INSTRUCTIONS TO FOLLOW: Could you set down the lines from the first line of the entries below through the line with "Each instance of the deck stair", exactly and with no pictures?

Natural language region descriptions:
***

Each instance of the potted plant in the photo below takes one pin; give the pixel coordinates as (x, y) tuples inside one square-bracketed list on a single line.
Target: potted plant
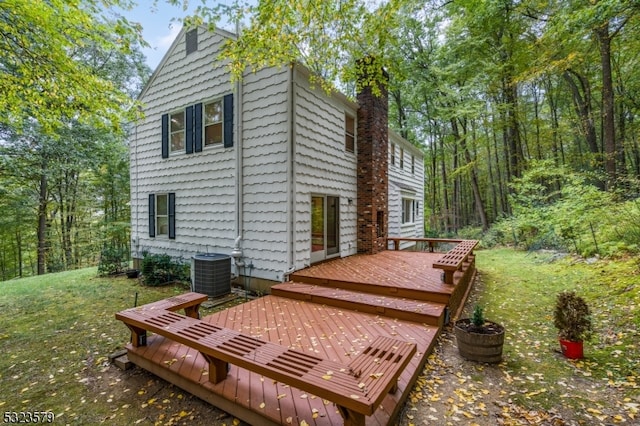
[(572, 318), (479, 339)]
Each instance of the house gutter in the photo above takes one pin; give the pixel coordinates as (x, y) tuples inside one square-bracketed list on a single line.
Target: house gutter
[(239, 167)]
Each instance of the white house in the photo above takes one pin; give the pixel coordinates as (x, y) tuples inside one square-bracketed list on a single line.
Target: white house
[(269, 165)]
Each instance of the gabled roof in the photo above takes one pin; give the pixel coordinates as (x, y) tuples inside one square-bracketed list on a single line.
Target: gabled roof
[(172, 48)]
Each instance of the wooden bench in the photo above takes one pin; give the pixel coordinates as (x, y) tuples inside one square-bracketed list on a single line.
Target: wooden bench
[(454, 259), (357, 388), (432, 242)]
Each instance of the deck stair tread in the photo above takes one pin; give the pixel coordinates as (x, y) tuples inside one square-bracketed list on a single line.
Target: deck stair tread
[(390, 306), (399, 274)]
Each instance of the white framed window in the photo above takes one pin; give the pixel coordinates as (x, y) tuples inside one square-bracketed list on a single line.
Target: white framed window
[(162, 215), (408, 210), (213, 123), (176, 131), (349, 133), (191, 41)]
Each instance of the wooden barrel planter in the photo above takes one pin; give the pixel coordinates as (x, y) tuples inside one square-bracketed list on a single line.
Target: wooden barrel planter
[(481, 345)]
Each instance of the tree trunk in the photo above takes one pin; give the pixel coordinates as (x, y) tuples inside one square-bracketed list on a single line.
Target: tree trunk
[(42, 221), (582, 103), (475, 187)]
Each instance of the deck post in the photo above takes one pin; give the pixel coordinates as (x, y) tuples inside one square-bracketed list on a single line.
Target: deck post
[(138, 336), (217, 368), (351, 418)]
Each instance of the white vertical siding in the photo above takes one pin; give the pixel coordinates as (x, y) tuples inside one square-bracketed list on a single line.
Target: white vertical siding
[(265, 142), (403, 183), (322, 166)]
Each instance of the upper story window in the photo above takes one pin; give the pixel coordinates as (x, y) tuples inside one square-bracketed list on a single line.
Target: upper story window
[(185, 130), (350, 133), (191, 41), (392, 149), (176, 133), (213, 123)]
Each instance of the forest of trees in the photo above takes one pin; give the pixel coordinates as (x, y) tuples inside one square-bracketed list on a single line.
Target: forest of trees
[(68, 78), (527, 111)]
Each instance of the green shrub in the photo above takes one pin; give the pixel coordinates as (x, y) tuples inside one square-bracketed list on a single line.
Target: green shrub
[(159, 269)]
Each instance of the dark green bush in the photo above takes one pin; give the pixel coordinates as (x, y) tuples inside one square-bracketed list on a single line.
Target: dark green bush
[(113, 260), (572, 317)]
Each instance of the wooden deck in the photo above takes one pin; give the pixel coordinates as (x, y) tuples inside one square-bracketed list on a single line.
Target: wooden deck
[(332, 310)]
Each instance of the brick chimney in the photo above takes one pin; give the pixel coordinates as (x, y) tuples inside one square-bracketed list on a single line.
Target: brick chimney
[(373, 169)]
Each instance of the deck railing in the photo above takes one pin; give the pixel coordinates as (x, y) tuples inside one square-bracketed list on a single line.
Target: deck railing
[(431, 245)]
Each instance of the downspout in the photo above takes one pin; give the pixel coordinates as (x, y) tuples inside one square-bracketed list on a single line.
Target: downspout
[(291, 182), (136, 236)]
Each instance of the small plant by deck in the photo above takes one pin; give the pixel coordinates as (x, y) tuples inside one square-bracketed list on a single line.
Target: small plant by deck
[(477, 319), (572, 317), (479, 339), (113, 260)]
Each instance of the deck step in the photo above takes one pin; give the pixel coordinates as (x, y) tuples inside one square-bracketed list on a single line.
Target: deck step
[(393, 307)]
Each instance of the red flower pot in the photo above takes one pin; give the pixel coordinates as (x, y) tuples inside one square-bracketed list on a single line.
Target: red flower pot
[(572, 350)]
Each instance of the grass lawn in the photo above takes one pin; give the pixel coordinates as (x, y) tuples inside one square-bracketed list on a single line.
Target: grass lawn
[(535, 384), (57, 330)]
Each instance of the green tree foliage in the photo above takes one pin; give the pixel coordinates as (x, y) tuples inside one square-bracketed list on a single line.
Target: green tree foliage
[(67, 164)]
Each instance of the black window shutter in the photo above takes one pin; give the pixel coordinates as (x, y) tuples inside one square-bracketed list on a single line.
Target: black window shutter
[(152, 215), (188, 130), (165, 136), (228, 121), (172, 215), (197, 128)]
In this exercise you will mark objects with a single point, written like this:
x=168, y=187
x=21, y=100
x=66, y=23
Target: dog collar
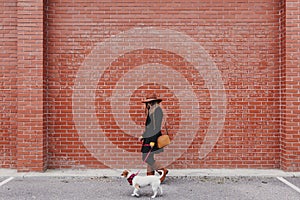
x=131, y=178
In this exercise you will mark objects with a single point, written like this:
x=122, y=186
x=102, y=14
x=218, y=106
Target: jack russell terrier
x=141, y=181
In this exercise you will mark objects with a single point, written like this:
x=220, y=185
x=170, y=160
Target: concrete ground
x=180, y=184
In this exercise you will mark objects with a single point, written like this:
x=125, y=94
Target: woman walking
x=150, y=135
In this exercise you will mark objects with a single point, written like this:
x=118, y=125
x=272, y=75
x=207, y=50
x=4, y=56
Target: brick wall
x=8, y=84
x=227, y=72
x=290, y=84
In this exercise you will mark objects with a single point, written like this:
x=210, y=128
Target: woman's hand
x=152, y=144
x=141, y=138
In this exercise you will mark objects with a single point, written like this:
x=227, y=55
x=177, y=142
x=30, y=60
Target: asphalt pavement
x=86, y=186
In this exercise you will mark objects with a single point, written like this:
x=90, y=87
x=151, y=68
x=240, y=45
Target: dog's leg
x=135, y=193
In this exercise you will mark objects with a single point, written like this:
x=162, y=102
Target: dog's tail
x=162, y=173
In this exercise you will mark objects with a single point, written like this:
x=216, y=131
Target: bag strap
x=166, y=128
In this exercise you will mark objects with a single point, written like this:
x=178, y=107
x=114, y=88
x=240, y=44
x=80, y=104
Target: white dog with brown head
x=141, y=181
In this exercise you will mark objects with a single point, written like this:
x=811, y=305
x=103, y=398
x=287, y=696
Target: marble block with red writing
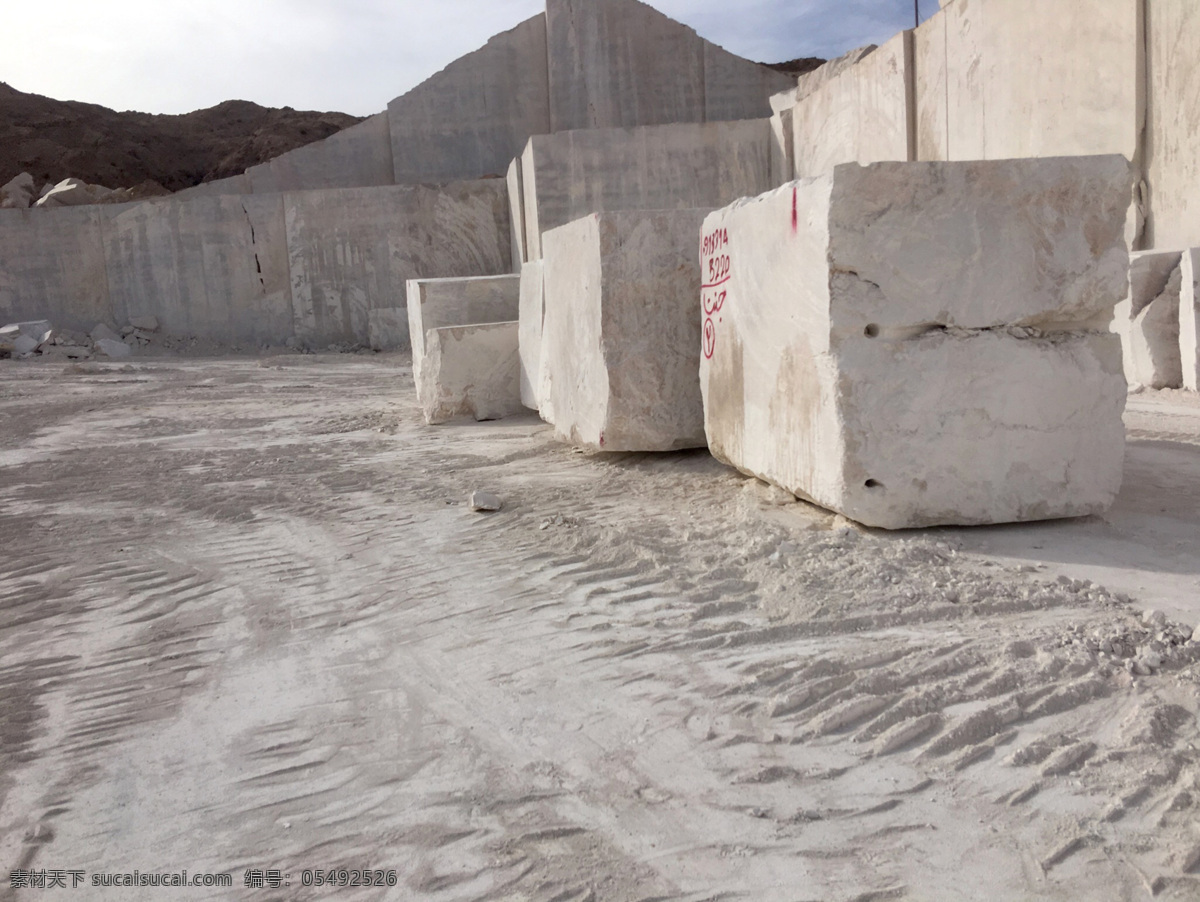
x=621, y=335
x=923, y=343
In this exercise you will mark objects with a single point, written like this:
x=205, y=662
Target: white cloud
x=349, y=55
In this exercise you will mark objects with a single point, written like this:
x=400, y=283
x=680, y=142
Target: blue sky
x=349, y=55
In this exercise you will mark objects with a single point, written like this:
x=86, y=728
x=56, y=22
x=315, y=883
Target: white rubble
x=72, y=192
x=621, y=336
x=1149, y=320
x=1189, y=319
x=18, y=193
x=113, y=348
x=923, y=343
x=471, y=371
x=437, y=302
x=105, y=331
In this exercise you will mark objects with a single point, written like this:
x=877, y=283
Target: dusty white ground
x=246, y=620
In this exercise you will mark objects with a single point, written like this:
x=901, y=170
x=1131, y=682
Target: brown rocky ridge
x=57, y=139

***

FINISHED EXERCISE:
Each instance of the potted plant in the photo below takes one pin; give the pixel coordinates as (x, y) tuples inside one square-bracketed list on a single line.
Target: potted plant
[(572, 318), (479, 339)]
Each instance of the house gutter in the photo above takes one pin; give the pixel coordinates as (x, y) tuples inside one square-bracketed list on a single line.
Target: house gutter
[(239, 167)]
Each instance of the white house in the photo above takes one pin; give the pixel coordinates as (x, y) tuples inside one square-bracketed list on a single line.
Target: white house
[(269, 165)]
Each instance of the gabled roof in the photo above takes one pin; give the pixel coordinates as (x, y) tuples inside one square-bracketed list on a single line.
Target: gabled roof
[(172, 48)]
Each instance of the wooden bench in the photo above takes one pin; give the pixel coordinates as (x, y) tuples inside one square-bracketed list on a single line.
Target: wooden bench
[(454, 259), (357, 388), (432, 242)]
Each instance of the deck stair tread in the photo above takes one pin; give the pixel coordinates as (x, y) tuples inside one square-bracketed list on a single line.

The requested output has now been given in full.